- [WHAT THE TASK ASKS]
Starting at the line that contains "Can you find the pond?" and ending with the final line of the data below, reproduce every line word for word.

- [GIVEN DATA]
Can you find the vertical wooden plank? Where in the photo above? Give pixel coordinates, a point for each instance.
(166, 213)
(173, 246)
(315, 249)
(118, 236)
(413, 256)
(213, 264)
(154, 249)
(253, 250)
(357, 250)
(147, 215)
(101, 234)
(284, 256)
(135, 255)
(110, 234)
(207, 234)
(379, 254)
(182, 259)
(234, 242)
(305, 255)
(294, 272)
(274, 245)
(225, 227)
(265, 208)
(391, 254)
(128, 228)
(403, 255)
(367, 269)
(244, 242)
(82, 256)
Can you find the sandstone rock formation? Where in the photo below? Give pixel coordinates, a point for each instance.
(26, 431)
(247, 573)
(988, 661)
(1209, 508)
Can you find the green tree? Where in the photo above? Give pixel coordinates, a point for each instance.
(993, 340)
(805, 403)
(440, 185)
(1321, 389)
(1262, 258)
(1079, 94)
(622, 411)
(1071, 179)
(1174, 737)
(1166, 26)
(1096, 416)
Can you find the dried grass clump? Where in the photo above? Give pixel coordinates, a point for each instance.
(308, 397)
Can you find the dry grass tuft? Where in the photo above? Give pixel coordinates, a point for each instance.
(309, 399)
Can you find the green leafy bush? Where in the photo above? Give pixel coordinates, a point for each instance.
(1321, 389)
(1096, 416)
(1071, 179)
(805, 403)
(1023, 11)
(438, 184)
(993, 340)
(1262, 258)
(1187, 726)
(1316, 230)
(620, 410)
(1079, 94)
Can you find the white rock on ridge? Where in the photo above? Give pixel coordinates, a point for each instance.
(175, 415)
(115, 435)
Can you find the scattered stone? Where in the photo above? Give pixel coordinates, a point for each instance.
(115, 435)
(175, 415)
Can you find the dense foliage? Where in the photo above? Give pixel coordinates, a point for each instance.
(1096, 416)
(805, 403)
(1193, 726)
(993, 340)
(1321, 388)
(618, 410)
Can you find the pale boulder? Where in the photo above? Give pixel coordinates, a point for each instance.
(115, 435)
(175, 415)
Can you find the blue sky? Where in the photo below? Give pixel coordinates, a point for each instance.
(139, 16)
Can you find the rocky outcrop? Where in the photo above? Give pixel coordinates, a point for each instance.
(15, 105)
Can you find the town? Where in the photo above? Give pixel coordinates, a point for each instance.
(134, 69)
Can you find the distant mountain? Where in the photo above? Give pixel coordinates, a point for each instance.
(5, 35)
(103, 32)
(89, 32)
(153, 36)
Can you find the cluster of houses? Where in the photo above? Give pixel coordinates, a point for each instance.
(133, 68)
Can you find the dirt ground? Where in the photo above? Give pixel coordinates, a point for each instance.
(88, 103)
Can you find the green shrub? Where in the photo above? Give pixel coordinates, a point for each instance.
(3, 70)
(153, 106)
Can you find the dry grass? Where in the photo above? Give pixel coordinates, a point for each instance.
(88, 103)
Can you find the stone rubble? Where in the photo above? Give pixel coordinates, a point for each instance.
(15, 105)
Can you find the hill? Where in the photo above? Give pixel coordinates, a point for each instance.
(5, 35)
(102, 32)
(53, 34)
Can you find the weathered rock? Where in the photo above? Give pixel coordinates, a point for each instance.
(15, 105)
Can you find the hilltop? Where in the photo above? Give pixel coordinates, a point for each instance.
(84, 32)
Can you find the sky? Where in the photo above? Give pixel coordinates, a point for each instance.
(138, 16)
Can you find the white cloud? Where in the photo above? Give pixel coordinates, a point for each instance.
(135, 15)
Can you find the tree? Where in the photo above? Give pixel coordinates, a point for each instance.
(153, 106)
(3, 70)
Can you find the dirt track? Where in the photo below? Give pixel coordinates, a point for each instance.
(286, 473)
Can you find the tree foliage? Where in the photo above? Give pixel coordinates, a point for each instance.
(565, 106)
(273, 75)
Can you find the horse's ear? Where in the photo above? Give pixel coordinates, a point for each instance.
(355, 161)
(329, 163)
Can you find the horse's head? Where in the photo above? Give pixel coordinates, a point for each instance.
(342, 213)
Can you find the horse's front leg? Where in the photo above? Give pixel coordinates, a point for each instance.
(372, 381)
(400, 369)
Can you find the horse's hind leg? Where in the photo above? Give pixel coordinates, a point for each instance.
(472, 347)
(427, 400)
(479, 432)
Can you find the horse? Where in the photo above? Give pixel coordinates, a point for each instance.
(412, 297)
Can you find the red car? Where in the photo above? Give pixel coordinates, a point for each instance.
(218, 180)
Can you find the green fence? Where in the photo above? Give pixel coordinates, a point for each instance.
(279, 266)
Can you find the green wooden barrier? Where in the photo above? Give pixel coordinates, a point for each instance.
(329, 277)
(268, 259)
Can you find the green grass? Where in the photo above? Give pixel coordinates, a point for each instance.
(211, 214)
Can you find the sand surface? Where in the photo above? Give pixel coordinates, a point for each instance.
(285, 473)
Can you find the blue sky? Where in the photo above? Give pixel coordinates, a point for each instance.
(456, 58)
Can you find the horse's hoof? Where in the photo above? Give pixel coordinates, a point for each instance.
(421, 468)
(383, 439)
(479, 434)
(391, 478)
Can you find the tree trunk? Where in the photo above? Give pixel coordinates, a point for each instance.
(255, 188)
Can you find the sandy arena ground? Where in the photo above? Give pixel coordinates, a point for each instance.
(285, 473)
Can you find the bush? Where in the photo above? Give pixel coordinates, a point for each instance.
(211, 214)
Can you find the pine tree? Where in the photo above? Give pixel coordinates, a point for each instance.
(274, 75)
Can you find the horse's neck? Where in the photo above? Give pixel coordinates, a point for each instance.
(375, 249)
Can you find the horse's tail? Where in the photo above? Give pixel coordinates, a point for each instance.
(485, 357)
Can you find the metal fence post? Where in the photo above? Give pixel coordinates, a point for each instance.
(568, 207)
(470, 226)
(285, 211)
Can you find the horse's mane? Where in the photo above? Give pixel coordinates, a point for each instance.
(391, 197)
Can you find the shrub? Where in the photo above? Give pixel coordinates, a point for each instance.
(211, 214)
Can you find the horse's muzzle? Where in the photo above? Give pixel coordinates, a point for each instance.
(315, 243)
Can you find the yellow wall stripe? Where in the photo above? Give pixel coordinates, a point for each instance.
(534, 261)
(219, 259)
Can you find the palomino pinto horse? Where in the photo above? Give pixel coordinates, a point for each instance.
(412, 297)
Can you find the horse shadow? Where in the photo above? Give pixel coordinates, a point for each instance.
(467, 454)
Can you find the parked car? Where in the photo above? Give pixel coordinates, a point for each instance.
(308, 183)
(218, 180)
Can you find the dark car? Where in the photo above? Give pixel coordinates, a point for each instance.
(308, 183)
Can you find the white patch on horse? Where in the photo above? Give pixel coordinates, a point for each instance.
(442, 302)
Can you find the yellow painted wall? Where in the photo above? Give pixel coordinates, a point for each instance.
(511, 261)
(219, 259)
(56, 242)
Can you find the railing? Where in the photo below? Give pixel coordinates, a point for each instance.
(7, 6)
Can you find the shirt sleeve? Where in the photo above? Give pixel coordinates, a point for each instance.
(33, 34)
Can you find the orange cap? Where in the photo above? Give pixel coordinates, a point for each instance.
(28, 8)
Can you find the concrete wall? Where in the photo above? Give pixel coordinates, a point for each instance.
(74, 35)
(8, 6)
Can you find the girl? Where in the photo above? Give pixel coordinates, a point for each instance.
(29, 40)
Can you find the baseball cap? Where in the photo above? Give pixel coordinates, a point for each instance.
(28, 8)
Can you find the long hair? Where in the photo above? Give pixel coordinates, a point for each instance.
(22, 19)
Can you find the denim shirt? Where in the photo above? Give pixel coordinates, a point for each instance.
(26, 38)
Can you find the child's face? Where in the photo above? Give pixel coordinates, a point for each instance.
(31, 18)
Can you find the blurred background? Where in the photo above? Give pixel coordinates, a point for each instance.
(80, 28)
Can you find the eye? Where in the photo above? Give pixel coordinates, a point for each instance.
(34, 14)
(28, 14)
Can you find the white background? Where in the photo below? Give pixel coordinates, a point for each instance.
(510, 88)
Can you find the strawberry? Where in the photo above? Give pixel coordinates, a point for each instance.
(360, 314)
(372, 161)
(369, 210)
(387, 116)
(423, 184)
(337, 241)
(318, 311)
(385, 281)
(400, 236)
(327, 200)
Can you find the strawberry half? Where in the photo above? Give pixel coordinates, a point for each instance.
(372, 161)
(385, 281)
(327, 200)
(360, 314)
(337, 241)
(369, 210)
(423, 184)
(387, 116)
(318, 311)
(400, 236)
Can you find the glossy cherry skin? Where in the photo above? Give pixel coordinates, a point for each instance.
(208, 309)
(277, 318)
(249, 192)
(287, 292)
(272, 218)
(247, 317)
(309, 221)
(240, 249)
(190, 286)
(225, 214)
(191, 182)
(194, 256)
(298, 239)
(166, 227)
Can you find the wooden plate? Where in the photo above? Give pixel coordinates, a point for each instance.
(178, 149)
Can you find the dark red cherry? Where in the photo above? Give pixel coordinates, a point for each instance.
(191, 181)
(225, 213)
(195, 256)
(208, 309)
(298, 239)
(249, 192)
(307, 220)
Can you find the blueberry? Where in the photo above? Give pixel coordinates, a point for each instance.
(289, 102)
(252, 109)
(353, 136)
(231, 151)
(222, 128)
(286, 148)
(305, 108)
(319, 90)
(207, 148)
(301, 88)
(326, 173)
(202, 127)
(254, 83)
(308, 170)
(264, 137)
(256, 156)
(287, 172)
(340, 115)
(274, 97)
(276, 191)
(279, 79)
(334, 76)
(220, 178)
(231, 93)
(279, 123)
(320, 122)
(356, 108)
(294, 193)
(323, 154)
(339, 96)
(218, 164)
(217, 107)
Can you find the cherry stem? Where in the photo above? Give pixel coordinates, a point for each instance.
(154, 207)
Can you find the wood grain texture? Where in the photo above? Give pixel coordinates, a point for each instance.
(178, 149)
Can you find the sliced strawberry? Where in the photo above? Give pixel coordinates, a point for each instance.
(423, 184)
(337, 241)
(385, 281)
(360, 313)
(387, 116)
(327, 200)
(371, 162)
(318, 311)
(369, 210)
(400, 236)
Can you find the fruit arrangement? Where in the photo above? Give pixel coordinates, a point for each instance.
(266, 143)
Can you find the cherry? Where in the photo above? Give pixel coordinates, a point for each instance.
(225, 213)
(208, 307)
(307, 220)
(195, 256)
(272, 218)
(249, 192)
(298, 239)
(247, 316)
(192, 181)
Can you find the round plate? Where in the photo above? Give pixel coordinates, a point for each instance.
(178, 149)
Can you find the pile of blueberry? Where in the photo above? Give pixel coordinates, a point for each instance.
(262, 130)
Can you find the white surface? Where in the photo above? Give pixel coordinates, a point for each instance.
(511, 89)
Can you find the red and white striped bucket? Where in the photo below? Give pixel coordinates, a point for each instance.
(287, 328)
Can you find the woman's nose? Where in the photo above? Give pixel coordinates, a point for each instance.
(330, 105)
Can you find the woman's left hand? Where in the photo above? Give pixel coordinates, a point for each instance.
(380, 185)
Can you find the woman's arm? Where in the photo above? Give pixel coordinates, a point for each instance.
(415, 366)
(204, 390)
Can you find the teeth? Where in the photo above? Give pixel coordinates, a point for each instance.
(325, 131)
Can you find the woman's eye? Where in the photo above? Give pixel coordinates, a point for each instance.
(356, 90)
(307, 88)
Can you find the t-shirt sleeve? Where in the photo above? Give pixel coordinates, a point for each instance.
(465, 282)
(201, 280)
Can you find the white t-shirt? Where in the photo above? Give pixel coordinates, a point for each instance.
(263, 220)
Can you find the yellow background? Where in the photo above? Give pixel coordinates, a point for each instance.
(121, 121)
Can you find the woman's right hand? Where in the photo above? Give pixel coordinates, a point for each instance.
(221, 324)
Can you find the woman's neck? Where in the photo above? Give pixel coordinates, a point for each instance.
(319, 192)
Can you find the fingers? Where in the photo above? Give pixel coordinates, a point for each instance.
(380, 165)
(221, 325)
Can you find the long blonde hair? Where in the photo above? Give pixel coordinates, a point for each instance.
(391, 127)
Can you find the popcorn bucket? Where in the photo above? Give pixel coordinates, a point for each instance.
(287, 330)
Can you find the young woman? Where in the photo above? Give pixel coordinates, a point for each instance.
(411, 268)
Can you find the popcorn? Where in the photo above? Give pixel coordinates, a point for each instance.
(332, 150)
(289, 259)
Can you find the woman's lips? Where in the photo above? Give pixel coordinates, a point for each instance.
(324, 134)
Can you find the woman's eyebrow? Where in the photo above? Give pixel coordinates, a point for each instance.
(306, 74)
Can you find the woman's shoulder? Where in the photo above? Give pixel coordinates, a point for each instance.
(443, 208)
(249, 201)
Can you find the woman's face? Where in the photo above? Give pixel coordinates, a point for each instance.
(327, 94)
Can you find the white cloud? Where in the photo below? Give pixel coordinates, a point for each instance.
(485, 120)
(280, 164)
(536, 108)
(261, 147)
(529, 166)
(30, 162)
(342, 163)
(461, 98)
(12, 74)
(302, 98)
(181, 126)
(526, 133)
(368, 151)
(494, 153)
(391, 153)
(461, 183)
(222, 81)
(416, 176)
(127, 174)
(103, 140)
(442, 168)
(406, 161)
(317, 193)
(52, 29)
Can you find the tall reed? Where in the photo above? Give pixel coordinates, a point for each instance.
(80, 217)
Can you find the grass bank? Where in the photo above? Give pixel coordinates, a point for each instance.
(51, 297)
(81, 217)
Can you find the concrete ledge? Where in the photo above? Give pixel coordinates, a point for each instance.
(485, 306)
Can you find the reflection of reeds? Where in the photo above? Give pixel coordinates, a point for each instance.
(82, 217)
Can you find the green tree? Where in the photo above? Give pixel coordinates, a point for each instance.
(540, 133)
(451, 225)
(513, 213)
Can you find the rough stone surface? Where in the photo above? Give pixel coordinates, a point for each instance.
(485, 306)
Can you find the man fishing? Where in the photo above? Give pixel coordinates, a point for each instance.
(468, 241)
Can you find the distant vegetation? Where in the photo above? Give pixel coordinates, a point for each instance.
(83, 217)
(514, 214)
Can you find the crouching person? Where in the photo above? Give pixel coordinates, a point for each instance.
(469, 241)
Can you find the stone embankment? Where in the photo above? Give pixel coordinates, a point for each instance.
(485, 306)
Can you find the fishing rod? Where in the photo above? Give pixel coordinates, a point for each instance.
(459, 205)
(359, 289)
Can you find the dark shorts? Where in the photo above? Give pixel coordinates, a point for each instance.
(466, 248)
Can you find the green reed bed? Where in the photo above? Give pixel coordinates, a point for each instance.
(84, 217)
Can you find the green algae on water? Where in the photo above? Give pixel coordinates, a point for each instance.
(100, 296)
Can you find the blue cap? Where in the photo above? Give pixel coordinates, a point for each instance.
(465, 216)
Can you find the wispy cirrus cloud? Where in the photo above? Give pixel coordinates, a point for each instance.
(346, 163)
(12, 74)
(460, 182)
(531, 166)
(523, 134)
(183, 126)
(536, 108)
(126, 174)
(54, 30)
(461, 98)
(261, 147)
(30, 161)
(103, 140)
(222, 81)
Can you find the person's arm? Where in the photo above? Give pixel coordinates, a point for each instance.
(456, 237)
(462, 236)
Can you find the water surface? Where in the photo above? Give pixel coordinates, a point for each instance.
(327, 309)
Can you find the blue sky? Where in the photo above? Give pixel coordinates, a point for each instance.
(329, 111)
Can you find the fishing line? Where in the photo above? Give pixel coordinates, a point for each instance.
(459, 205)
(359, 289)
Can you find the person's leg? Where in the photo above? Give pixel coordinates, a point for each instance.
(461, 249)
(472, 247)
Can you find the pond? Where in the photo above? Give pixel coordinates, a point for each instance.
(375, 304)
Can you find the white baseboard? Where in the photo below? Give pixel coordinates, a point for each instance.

- [SOLUTION]
Can you find the pond? Where in the photo above? Give pixel coordinates, a point for each instance.
(375, 304)
Can you find the white baseboard? Where in the photo below? Give pixel coordinates, a point for each instance.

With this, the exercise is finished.